What you are asked to do — Word for word, copy all of the entries.

Collected data entries
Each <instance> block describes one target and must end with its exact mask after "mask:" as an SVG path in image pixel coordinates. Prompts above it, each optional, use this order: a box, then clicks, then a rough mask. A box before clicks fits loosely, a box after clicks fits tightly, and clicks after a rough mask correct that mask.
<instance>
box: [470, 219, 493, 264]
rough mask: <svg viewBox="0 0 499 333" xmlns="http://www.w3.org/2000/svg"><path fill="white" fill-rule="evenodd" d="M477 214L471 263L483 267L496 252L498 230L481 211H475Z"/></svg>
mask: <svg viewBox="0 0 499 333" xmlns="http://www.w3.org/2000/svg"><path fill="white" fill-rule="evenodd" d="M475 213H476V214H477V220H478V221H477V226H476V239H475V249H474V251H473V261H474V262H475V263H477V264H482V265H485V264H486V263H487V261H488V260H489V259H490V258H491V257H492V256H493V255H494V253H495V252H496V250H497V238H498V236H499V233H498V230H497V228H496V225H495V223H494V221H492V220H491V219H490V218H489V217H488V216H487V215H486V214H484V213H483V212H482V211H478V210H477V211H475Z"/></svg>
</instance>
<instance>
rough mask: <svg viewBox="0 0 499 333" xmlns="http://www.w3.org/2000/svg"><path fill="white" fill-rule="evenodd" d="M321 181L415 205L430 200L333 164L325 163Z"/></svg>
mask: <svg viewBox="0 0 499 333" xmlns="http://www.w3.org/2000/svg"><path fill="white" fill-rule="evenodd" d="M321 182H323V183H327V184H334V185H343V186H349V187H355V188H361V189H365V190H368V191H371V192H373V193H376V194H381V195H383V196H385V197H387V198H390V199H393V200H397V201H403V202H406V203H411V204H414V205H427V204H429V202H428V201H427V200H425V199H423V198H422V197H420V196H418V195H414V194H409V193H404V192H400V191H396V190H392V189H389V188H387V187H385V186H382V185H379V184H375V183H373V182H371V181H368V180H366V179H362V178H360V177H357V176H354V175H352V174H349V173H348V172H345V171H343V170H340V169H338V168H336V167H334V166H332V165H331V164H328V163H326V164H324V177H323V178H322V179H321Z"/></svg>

Output of the exercise —
Each <instance> block describes one target and must end with its exact mask after "mask:" as an SVG path in image pixel coordinates. Prompts above it, each optional, use this order: a box, then clicks, then a rough mask. A box before clicks fits loosely, a box after clicks fits tightly, and clicks after a rough mask correct that mask.
<instance>
box: [470, 219, 493, 264]
rough mask: <svg viewBox="0 0 499 333" xmlns="http://www.w3.org/2000/svg"><path fill="white" fill-rule="evenodd" d="M477 214L471 263L483 267L496 252L498 230L481 211H475Z"/></svg>
mask: <svg viewBox="0 0 499 333" xmlns="http://www.w3.org/2000/svg"><path fill="white" fill-rule="evenodd" d="M475 213H476V214H477V220H478V221H477V226H476V239H475V249H474V251H473V261H474V262H475V263H477V264H482V265H485V264H486V263H487V261H488V260H489V259H490V258H491V257H492V256H493V255H494V253H495V252H496V250H497V238H498V236H499V233H498V230H497V228H496V225H495V223H494V221H492V220H491V219H490V218H489V217H488V216H487V215H486V214H484V213H483V212H482V211H478V210H477V211H475Z"/></svg>
</instance>
<instance>
rough mask: <svg viewBox="0 0 499 333" xmlns="http://www.w3.org/2000/svg"><path fill="white" fill-rule="evenodd" d="M321 181L415 205L430 200L333 164L325 163Z"/></svg>
mask: <svg viewBox="0 0 499 333" xmlns="http://www.w3.org/2000/svg"><path fill="white" fill-rule="evenodd" d="M321 182H323V183H327V184H334V185H343V186H349V187H355V188H361V189H365V190H368V191H371V192H373V193H376V194H381V195H383V196H385V197H387V198H390V199H393V200H397V201H403V202H406V203H411V204H414V205H427V204H429V202H428V201H427V200H425V199H423V198H422V197H420V196H418V195H414V194H409V193H404V192H400V191H396V190H392V189H389V188H387V187H385V186H382V185H379V184H375V183H373V182H371V181H368V180H366V179H362V178H360V177H357V176H354V175H352V174H349V173H348V172H345V171H343V170H340V169H338V168H336V167H334V166H332V165H331V164H328V163H326V164H324V177H323V178H322V179H321Z"/></svg>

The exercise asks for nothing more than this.